▶ **SUPPLIED ENTRIES**
###

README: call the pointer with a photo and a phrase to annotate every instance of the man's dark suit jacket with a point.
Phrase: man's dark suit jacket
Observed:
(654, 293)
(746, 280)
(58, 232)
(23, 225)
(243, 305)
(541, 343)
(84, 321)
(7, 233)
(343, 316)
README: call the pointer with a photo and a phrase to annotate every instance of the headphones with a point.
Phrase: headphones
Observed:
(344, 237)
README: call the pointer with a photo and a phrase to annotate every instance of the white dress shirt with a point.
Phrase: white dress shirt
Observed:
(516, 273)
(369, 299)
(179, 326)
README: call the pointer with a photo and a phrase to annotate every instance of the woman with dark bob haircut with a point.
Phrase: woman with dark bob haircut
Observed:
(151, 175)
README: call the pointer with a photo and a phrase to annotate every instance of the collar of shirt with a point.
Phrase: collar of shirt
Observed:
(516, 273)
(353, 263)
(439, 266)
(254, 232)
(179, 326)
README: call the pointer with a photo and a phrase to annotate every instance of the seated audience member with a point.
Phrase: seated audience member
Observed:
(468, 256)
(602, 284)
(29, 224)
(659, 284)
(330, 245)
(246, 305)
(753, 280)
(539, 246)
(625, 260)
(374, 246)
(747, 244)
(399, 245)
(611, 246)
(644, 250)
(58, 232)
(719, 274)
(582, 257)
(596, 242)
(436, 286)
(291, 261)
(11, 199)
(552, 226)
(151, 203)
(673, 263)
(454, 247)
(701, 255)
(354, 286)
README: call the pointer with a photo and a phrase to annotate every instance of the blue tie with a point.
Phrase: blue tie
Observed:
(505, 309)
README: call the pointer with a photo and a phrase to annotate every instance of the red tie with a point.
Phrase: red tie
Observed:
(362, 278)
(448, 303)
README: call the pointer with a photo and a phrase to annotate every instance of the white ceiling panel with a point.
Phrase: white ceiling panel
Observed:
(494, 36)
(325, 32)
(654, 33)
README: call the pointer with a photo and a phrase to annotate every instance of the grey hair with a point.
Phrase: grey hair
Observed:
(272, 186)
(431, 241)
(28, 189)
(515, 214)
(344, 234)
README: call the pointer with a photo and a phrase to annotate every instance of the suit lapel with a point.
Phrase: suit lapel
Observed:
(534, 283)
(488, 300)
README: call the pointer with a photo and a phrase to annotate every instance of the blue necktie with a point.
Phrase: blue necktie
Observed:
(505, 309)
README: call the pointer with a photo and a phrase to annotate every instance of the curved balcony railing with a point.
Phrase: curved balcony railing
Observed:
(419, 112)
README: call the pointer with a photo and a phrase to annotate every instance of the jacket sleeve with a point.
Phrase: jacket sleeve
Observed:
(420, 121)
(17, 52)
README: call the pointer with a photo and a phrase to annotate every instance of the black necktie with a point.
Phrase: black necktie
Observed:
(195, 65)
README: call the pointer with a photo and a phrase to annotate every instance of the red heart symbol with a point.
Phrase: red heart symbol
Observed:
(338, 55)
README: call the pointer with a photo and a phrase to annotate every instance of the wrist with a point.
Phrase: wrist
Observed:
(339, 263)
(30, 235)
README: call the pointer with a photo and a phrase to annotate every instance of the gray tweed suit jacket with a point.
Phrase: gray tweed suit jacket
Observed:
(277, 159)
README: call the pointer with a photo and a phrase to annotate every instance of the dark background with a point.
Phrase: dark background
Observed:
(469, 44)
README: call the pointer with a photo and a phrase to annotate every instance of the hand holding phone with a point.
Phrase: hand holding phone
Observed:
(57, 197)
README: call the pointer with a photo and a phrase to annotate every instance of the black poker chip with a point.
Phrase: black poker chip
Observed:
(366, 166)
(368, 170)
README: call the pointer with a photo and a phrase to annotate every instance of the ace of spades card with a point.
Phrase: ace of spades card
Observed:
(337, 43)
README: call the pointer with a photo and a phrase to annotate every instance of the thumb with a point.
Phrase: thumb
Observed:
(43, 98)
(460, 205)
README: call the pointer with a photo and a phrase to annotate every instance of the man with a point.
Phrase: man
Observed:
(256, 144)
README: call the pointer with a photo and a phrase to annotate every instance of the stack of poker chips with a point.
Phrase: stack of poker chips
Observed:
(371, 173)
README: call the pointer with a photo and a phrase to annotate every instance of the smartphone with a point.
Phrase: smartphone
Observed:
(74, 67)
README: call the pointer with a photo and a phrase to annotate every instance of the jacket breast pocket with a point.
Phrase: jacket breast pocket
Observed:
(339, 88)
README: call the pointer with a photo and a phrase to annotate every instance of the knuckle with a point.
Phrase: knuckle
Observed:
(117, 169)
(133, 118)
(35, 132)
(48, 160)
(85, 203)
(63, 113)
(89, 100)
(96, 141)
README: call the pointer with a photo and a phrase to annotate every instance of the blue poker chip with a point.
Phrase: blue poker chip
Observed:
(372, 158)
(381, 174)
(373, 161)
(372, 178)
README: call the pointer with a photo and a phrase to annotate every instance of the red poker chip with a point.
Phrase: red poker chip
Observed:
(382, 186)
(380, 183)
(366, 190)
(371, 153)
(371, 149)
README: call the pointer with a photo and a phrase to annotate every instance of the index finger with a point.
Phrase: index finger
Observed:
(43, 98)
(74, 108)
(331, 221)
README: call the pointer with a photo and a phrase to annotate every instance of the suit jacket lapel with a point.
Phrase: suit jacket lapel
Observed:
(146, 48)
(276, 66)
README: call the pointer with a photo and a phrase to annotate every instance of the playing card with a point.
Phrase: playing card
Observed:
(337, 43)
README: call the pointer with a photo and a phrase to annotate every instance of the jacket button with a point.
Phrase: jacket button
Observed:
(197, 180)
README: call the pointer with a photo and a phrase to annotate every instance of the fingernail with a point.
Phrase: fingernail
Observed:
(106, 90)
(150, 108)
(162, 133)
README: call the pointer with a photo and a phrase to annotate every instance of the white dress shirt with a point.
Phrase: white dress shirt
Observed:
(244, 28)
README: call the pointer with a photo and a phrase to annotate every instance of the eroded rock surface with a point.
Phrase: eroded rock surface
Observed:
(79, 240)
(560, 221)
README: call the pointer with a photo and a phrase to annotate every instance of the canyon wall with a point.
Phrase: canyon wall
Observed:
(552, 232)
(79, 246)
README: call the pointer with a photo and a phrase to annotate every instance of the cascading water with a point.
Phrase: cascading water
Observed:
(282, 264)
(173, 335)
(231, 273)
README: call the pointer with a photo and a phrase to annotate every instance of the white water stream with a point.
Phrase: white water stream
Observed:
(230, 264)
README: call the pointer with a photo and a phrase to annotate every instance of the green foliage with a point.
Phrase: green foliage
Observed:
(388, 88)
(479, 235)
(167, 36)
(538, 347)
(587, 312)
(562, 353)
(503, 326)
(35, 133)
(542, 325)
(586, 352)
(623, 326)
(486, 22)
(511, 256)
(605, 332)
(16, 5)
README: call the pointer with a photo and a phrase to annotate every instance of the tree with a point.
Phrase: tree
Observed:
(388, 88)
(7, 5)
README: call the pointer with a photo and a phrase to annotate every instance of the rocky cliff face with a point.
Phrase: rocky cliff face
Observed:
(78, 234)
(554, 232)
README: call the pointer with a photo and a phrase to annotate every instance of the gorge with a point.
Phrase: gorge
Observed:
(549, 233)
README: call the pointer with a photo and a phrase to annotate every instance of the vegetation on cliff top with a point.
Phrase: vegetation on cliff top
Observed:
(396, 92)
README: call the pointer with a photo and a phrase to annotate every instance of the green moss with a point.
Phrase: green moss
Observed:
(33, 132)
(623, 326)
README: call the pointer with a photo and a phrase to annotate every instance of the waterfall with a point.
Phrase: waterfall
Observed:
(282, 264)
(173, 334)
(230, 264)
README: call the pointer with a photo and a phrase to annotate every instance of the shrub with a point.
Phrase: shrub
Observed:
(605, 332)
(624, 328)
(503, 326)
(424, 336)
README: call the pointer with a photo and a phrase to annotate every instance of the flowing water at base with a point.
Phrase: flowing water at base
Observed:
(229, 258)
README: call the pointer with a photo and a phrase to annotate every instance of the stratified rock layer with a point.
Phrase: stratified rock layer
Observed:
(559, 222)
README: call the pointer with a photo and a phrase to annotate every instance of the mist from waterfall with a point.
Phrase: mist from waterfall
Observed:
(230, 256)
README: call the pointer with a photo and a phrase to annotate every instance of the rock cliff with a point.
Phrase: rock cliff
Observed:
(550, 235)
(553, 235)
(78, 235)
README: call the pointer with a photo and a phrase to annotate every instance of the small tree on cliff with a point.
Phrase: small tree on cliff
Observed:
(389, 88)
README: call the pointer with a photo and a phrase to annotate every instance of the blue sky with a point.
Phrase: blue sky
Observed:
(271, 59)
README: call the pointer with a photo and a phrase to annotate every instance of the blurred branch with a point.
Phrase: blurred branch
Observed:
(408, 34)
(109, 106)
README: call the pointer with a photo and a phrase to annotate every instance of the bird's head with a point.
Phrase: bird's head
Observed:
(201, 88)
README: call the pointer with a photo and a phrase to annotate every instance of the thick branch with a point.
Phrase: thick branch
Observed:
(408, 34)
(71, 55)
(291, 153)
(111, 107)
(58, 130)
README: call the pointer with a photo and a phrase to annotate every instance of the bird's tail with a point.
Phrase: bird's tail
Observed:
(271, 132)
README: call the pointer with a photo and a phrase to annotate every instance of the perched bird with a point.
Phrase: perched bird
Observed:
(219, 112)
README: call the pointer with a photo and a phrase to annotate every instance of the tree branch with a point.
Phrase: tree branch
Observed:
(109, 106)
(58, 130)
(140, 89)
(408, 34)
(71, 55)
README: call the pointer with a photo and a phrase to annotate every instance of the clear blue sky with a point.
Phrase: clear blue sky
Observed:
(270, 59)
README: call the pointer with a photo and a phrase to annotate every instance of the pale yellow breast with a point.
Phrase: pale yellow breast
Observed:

###

▶ **EXERCISE DIRECTIONS**
Only a number is wanted here: the tally of lines in the entries that include the word "knuckle".

▶ **EXERCISE OUTPUT**
2